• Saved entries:
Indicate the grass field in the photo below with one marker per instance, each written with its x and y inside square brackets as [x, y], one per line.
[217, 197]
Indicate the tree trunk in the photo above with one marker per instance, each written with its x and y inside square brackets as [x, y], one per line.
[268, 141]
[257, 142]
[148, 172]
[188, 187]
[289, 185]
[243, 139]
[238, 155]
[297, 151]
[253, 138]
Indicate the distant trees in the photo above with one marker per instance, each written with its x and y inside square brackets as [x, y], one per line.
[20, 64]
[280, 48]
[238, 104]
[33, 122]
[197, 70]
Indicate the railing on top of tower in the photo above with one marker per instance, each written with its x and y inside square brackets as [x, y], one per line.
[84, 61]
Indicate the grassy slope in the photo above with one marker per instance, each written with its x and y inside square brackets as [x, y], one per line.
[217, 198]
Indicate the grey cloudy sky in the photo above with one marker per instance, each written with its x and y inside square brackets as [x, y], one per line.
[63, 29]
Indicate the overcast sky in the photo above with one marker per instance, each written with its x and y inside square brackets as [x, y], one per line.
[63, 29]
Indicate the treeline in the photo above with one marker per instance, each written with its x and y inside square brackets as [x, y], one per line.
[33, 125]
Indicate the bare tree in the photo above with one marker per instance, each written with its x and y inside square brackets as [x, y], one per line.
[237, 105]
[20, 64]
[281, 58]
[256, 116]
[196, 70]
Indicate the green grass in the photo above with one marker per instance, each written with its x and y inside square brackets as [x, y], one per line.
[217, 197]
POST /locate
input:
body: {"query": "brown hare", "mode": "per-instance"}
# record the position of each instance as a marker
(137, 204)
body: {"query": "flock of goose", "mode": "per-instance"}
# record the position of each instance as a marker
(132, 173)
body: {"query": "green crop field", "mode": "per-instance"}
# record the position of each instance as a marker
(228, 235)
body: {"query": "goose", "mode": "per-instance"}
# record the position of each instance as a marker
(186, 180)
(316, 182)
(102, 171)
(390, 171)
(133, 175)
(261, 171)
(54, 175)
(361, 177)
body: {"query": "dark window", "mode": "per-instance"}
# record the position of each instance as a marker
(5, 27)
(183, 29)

• ASSIGNMENT: Take the entries above and transcribe them in full.

• REPLY TO THE TASK:
Indicate the grass field in the photo below with one marker per instance, each written with its x and y inside square brackets as [x, y], one per line.
[217, 197]
Indicate the tree trunk in the photo above with one marker per instance, each written with its x and y inside square brackets as [x, y], one per line.
[268, 141]
[257, 142]
[148, 172]
[188, 187]
[289, 185]
[243, 139]
[238, 155]
[297, 151]
[253, 138]
Indicate the distant trees in the photo above with one marker per instance, each written with its x and y inside square brackets as [x, y], one per line.
[20, 64]
[280, 48]
[238, 104]
[33, 122]
[197, 70]
Indicate the railing on top of tower in the photo above with one marker per instance, each written with its x and y inside square brackets as [x, y], one per line.
[84, 61]
Indicate the grassy slope in the photo above with one marker per instance, each written with its x and y inside square brackets as [x, y], one per line.
[217, 198]
Indicate the grey cloudy sky in the photo above with one marker per instance, each written with its x and y inside square brackets as [x, y], one per line.
[63, 29]
Indicate the overcast sky in the photo above with one marker per instance, each written with its x and y inside square brackets as [x, y], one per line.
[63, 29]
Indicate the treeline in the photo above with one marker per instance, each written with its x and y inside square brackets as [x, y], one per line.
[33, 125]
Indicate the bare tree in the photo above with one marker per instance, each written with its x and y inside square brackets as [x, y], one per line.
[237, 105]
[20, 64]
[281, 58]
[256, 116]
[196, 70]
Indicate the green grass in the photo above with one marker per instance, each written with its x and y inside square brackets as [x, y], one per line.
[217, 197]
POST /locate
input:
body: {"query": "brown hare", "mode": "per-instance"}
# record the position of each instance as a marker
(137, 204)
body: {"query": "flock of goose", "mode": "per-instance"}
# record the position of each instance as a marker
(132, 173)
body: {"query": "green crop field", "mode": "per-instance"}
# record the position of each instance as a marker
(228, 235)
body: {"query": "goose", "mode": "per-instance"}
# record the position of each instance as a marker
(186, 180)
(316, 182)
(102, 171)
(390, 171)
(133, 175)
(261, 171)
(54, 175)
(361, 177)
body: {"query": "dark window", "mode": "per-instance"}
# record the position of each instance as a marker
(5, 27)
(183, 29)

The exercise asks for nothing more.